↓↓↓
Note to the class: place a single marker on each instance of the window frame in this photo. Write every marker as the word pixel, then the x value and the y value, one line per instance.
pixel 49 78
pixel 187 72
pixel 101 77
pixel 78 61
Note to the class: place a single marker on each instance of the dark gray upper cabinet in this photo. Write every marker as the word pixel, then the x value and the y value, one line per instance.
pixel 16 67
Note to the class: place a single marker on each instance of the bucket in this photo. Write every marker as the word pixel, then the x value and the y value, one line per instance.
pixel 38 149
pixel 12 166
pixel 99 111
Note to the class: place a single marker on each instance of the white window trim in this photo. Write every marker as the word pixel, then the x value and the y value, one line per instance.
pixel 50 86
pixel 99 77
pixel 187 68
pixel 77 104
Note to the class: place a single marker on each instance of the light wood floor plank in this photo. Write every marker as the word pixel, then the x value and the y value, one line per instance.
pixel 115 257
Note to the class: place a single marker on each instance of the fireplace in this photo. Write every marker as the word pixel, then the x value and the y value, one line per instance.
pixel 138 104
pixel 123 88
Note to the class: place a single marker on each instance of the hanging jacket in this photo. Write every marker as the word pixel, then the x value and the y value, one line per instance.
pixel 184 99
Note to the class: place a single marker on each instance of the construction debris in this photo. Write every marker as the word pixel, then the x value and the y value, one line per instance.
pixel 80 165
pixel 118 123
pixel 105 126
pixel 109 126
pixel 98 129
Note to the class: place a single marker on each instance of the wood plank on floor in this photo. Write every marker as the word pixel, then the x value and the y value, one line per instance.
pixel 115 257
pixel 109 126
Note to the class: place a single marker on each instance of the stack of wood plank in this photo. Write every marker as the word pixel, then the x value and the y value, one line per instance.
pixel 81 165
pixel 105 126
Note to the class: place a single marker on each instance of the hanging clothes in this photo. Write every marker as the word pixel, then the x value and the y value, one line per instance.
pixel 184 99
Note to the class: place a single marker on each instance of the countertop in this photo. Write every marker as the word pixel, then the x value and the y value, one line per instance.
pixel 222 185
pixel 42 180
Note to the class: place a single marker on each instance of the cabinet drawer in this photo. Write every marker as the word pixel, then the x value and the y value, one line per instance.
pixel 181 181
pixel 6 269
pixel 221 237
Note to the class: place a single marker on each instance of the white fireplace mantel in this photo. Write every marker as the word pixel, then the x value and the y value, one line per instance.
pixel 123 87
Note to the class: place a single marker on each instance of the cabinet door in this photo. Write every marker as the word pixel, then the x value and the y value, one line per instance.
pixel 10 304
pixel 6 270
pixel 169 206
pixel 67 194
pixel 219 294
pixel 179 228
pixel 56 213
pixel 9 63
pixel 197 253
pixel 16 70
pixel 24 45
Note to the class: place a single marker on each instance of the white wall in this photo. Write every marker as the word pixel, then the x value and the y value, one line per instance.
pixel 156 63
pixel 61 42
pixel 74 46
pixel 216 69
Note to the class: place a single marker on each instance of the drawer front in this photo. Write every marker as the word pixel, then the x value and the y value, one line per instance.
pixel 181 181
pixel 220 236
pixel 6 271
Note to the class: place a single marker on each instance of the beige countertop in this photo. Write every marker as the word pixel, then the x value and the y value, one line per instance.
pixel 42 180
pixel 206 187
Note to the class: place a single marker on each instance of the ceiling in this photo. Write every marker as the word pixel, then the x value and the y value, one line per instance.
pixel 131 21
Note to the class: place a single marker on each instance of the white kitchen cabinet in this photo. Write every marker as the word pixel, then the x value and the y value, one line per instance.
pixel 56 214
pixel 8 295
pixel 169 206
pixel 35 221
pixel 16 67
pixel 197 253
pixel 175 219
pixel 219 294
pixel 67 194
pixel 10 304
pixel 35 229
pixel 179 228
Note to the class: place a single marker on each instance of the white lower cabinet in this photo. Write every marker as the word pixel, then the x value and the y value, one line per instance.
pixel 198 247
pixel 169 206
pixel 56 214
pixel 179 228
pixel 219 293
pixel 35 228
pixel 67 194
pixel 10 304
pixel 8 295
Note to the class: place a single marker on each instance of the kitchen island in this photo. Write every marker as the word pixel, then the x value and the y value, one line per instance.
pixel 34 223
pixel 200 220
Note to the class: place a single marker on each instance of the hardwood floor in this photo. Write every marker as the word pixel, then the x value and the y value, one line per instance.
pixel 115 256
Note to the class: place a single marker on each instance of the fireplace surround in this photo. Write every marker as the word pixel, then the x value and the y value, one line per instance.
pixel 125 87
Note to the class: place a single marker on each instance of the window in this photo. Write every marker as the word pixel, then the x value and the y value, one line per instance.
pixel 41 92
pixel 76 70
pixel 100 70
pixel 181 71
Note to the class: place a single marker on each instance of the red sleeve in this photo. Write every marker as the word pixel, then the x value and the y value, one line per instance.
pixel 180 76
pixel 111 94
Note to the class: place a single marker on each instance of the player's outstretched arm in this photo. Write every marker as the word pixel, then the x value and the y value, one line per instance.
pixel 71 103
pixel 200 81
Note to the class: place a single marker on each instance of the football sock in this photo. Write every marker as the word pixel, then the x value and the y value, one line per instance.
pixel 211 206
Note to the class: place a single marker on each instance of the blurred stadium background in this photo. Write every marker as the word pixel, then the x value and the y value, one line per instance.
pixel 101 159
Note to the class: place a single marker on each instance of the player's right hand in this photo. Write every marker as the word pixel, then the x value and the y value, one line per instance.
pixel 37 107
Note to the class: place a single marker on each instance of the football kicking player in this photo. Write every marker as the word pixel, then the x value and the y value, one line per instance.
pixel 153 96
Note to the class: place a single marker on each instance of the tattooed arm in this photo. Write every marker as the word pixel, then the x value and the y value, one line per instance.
↑↑↑
◆ ABOUT THIS EXERCISE ◆
Word for word, write out all the lines shown above.

◆ YOUR SOLUTION ◆
Note to the class: place a single marker on each instance of the window frame in this photo. Write every marker as the word pixel, then the x value and the y value, one line per instance.
pixel 49 78
pixel 187 72
pixel 101 77
pixel 78 61
Note to the class: place a single marker on each instance of the dark gray upper cabinet in this photo. Write every marker as the word pixel, then the x value and the y value, one line per instance.
pixel 16 67
Note to the class: place a single marker on each instance of the bucket in this photo. Write every marker as the word pixel, then the x value and the y value, one line per instance.
pixel 38 149
pixel 12 166
pixel 99 111
Note to the class: place a single marker on each instance of the white window trim in this photo. Write every marker as the word pixel, then the x value and the y value, one line per instance.
pixel 50 86
pixel 99 77
pixel 187 68
pixel 77 104
Note to the class: place a single marker on each instance of the light wood floor plank in this photo. Write every marker as the word pixel, then the x value and the y value, one line per instance.
pixel 115 257
Note to the class: place a single marker on each instance of the fireplace in this photo. Write every marker as the word pixel, then the x value and the y value, one line per instance.
pixel 138 104
pixel 123 88
Note to the class: place a single marker on each instance of the hanging jacket in this photo. Write every marker as the word pixel, then the x value and the y value, one line per instance.
pixel 184 99
Note to the class: place a single marker on each instance of the construction debris in this photo. Write every marker as the word pixel, then the x value and the y value, one line per instance.
pixel 80 165
pixel 118 123
pixel 105 126
pixel 109 126
pixel 98 129
Note to the class: place a single marker on each instance of the wood plank on floor in this photo. Write every marker as the word pixel, then the x value and the y value, one line per instance.
pixel 115 257
pixel 109 126
Note to the class: place a single marker on each instance of the stack of wood plank in this photo. Write every marker as the word pixel, then the x value and the y value, one line per instance.
pixel 81 165
pixel 105 126
Note to the class: place a single marker on each instance of the hanging clothes in this photo. Write every marker as the word pixel, then the x value and the y value, one line per instance.
pixel 184 99
Note to the class: place a single marker on each instance of the countertop in this photo. Write every marker as the word pixel, then the x value and the y value, one line per instance.
pixel 222 185
pixel 42 180
Note to the class: place a single marker on each instance of the cabinet drawer in this photo. Write every marker as the word pixel, then the x value and the y value, one line per instance.
pixel 181 181
pixel 6 269
pixel 221 237
Note to the class: place a single marker on each instance of the white fireplace mantel in this photo. Write every marker as the word pixel, then the x value and the y value, one line per instance.
pixel 123 87
Note to the class: place a single marker on each instance of the cabinet door in this photo. Write every marker as the word pixel, then the x value and the y value, one line per instance.
pixel 10 304
pixel 6 270
pixel 169 206
pixel 67 194
pixel 219 294
pixel 179 228
pixel 56 213
pixel 9 63
pixel 197 253
pixel 16 70
pixel 24 45
Note to the class: place a single marker on each instance of the white wall in this photo. Write every marker as the word pixel, then the x value and the y value, one line per instance.
pixel 156 63
pixel 61 42
pixel 74 46
pixel 216 69
Note to the class: place a single marker on each instance of the drawer front in this photo. Write every marker as the word pixel, then the x value and the y value, one line per instance.
pixel 181 181
pixel 220 236
pixel 6 271
Note to the class: place a single marker on each instance of the beige countertop in this photo. Write every marker as the word pixel, then the x value and the y value, one line per instance.
pixel 42 180
pixel 206 187
Note to the class: place a single marker on each instance of the ceiling in this photo. Write every marker as the word pixel, then the x value and the y value, one line per instance.
pixel 131 21
Note to the class: place a single marker on each instance of the white kitchen cabinet in this photo. Write every marker as the word pixel, then the x value and the y value, one line per instance.
pixel 56 214
pixel 8 295
pixel 169 206
pixel 35 221
pixel 16 67
pixel 197 253
pixel 175 219
pixel 219 294
pixel 67 194
pixel 10 304
pixel 35 229
pixel 179 228
Note to the class: place a single marker on each instance of the white lower cabinet in this photo. Write every marker as the word pixel, then the x value and the y value, one line per instance.
pixel 198 247
pixel 169 206
pixel 56 214
pixel 179 228
pixel 219 293
pixel 35 228
pixel 67 194
pixel 10 304
pixel 8 295
Note to the class: place a single marker on each instance of the kitchen island in this photo. Write every marker as the word pixel, then the x value and the y value, one line per instance.
pixel 34 223
pixel 200 220
Note to the class: place a single marker on each instance of the hardwood floor in this photo. Write every marker as the word pixel, then the x value and the y value, one line per instance.
pixel 115 256
Note to the class: place a single marker on each instance of the fireplace surround in this photo. Write every marker as the word pixel, then the x value and the y value, one line per instance.
pixel 125 87
Note to the class: place a single marker on each instance of the window in this photo. Write every marker as the word pixel, then the x value and the y value, one line per instance.
pixel 41 92
pixel 76 70
pixel 100 70
pixel 181 71
Note to the class: place a single marker on each instance of the red sleeve in this photo. Write every marker as the word pixel, then the x value and the y value, one line per instance.
pixel 180 76
pixel 111 94
Note to the class: place a single marker on each instance of the player's outstretched arm in this photo. Write every marker as the word pixel, then the x value and the y value, one line per instance.
pixel 71 103
pixel 200 81
Note to the class: place a single marker on each instance of the football sock in this photo. Write every marker as the word pixel, then the x value and the y value, one line per instance.
pixel 211 206
Note to the class: place a single marker on each instance of the blurred stadium background in this photo. Write every marker as the word pixel, then the x value and the y value, one line per instance.
pixel 101 159
Note to the class: place a single marker on each instance of the player's right hand in this photo. Write every marker as the word pixel, then the x value and the y value, one line per instance.
pixel 37 107
Note to the class: place a single marker on each instance of the football kicking player in this photo. Write every marker as the word pixel, then the x value and the y value, one line per instance.
pixel 153 96
Note to the class: place a single marker on each instance of the tattooed arm in this photo. Write every marker as the word pixel, then the x value and the y value, one line per instance.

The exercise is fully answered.